## start
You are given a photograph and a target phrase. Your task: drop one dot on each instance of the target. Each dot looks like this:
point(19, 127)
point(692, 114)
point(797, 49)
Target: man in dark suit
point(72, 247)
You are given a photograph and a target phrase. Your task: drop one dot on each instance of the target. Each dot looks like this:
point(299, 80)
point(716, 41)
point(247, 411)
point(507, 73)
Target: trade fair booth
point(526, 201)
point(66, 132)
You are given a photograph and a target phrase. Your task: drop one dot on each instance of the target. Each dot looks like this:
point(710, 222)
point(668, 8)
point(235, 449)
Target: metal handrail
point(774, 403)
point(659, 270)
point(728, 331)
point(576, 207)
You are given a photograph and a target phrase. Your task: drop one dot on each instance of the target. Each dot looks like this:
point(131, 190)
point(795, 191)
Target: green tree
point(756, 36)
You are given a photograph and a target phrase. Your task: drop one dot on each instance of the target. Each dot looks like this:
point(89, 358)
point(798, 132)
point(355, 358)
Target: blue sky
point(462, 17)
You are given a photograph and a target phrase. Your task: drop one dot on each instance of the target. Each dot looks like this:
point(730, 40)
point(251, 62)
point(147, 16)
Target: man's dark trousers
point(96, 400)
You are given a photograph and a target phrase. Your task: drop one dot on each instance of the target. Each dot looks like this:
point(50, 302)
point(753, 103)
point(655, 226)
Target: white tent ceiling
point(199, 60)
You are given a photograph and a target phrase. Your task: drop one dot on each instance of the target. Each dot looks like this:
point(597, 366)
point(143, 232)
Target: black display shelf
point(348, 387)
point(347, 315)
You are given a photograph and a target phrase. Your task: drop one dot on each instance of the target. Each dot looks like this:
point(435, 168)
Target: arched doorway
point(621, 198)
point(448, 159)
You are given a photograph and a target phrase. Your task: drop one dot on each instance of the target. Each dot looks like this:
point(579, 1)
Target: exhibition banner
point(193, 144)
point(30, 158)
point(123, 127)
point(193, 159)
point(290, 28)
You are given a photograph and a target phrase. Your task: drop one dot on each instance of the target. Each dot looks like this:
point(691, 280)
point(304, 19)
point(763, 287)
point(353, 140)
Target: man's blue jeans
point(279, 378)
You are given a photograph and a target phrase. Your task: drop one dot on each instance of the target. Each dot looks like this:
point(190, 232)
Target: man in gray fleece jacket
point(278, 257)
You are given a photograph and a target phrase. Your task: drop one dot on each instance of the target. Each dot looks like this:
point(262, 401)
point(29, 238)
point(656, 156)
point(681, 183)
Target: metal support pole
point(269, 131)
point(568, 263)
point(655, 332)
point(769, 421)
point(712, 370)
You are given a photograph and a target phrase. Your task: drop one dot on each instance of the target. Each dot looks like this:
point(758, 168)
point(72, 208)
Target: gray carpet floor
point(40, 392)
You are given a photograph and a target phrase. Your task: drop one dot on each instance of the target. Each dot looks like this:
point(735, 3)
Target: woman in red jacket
## end
**TASK:**
Duplicate all of the rows above, reproducing each line unchanged and in the same order.

**ANSWER FOR THE TASK:**
You are given a photograph and a target phrase. Your task: drop one dot on each instance of the target. Each dot looks like this:
point(19, 127)
point(692, 114)
point(797, 49)
Target: man in dark suit
point(72, 247)
You are given a photograph and a target phrase. Your task: drop one dot on each instance of the target. Each dot looks like this:
point(299, 80)
point(716, 41)
point(247, 411)
point(507, 73)
Target: trade fair booth
point(526, 201)
point(66, 132)
You are given a photograph and a target phrase. Your task: drop one dot on each instance of the target. Each dot looks like this:
point(710, 222)
point(668, 8)
point(235, 449)
Target: metal handrail
point(774, 403)
point(659, 270)
point(728, 331)
point(576, 207)
You are given a photograph and a target phrase. Your task: drop one dot on each instance of the target. Each dot looks like this:
point(131, 190)
point(795, 191)
Target: green tree
point(756, 36)
You are given a photograph and a target phrase. Your task: drop one dot on each instance of the target. Each dot looks like this:
point(89, 358)
point(798, 132)
point(355, 358)
Target: blue sky
point(462, 17)
You are given a photograph and a target phrase. Your task: drop one dot on each instance of the target. Each dot looks like this:
point(730, 40)
point(251, 62)
point(147, 16)
Target: man's dark trousers
point(96, 400)
You are given a photograph and a target phrase. Your task: drop one dot on each instance of the target. Each dot looks like this:
point(50, 302)
point(753, 103)
point(655, 226)
Target: white tent ceiling
point(199, 60)
You are given a photograph and a target phrase. Your task: drop one dot on each instance of the target. Each dot looks like this:
point(597, 366)
point(143, 232)
Target: black display shelf
point(348, 387)
point(347, 315)
You are given a photograph and a target phrase. Your task: drop one dot on each instance of the target. Each dot looks like this:
point(435, 168)
Target: arched doorway
point(621, 198)
point(448, 159)
You are given a photograph and a target phrase. Your task: drop one dot on each instance of the target. Each dot looks like this:
point(579, 1)
Target: exhibition banner
point(193, 144)
point(30, 158)
point(123, 127)
point(193, 159)
point(290, 28)
You are given a photograph and a target phrase. Your task: drop one dot on each instance of the target. Each dot looks like this:
point(691, 280)
point(304, 19)
point(763, 287)
point(353, 140)
Target: man's blue jeans
point(279, 378)
You are given a photograph and a target phrase. Your task: drop one dot on each instance of the target. Each dot looks like this:
point(190, 232)
Target: man in gray fleece jacket
point(278, 257)
You are given a photograph and a target phrase. Your task: drop one dot on each instance of the target. Each dot looks like this:
point(262, 401)
point(29, 238)
point(656, 156)
point(681, 183)
Target: metal support pole
point(269, 131)
point(568, 263)
point(655, 332)
point(769, 421)
point(712, 370)
You are given a photograph and a target phrase. Your task: drop one dot on each instance of the target. Each dot looks like this:
point(758, 168)
point(72, 208)
Target: gray carpet floor
point(40, 392)
You are given a photograph and a target phrase. Your task: drop one dot on each instance of the target. Each dot looks like this:
point(735, 3)
Target: woman in red jacket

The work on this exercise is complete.